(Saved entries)
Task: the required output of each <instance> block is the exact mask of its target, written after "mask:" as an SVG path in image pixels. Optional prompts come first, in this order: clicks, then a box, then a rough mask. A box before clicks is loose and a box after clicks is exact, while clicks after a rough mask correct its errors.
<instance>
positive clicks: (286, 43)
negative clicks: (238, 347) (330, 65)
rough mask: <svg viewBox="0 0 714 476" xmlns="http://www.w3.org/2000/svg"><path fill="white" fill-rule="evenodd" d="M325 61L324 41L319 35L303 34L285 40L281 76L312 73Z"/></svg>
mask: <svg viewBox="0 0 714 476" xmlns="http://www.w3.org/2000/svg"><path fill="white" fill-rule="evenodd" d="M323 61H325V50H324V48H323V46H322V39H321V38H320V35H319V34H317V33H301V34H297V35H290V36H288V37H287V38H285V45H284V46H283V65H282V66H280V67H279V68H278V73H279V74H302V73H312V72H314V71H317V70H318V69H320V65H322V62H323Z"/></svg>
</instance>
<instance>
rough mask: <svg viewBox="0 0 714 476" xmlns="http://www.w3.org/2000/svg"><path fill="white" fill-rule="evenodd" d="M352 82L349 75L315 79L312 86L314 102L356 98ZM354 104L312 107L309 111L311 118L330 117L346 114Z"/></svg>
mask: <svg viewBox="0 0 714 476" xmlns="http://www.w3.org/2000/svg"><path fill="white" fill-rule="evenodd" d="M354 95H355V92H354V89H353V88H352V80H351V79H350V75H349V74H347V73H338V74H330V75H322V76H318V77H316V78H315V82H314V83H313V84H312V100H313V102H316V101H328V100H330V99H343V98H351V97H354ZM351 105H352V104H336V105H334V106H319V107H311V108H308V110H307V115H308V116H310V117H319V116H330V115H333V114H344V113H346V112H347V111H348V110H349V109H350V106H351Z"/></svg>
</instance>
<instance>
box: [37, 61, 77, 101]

__Required work__:
Update the data above by changing every "rough mask" to "coarse mask" and leaving the rest untouched.

__Output below__:
Task: the required output of each <instance> block is the exact mask of its target, written after "mask:" as an SVG path in image pixels. Optional prompts come first, in this order: clicks, then a box, then a coarse mask. A box before clicks is loose and a box after clicks is exact, while clicks after a coarse mask correct its errors.
<instance>
positive clicks: (286, 43)
negative clicks: (238, 347) (330, 65)
coarse mask: <svg viewBox="0 0 714 476" xmlns="http://www.w3.org/2000/svg"><path fill="white" fill-rule="evenodd" d="M325 61L324 41L319 35L303 34L285 40L281 76L312 73Z"/></svg>
mask: <svg viewBox="0 0 714 476" xmlns="http://www.w3.org/2000/svg"><path fill="white" fill-rule="evenodd" d="M323 61H325V50H324V48H323V46H322V39H321V38H320V35H319V34H317V33H301V34H297V35H290V36H288V37H287V38H285V45H284V46H283V65H282V66H280V67H279V68H278V73H279V74H302V73H312V72H314V71H317V70H318V69H320V65H322V62H323Z"/></svg>
</instance>
<instance>
coarse mask: <svg viewBox="0 0 714 476" xmlns="http://www.w3.org/2000/svg"><path fill="white" fill-rule="evenodd" d="M352 82L349 75L315 79L312 86L314 102L356 98ZM354 104L312 107L309 111L311 118L330 117L346 114Z"/></svg>
mask: <svg viewBox="0 0 714 476" xmlns="http://www.w3.org/2000/svg"><path fill="white" fill-rule="evenodd" d="M354 95H355V92H354V89H353V88H352V80H351V79H350V75H349V74H347V73H338V74H330V75H322V76H318V77H316V78H315V82H314V83H313V84H312V100H313V102H316V101H328V100H330V99H343V98H351V97H354ZM351 105H352V104H336V105H334V106H319V107H311V108H308V110H307V115H308V116H310V117H319V116H330V115H333V114H344V113H346V112H347V111H348V110H349V109H350V106H351Z"/></svg>
</instance>
<instance>
box: [37, 61, 77, 101]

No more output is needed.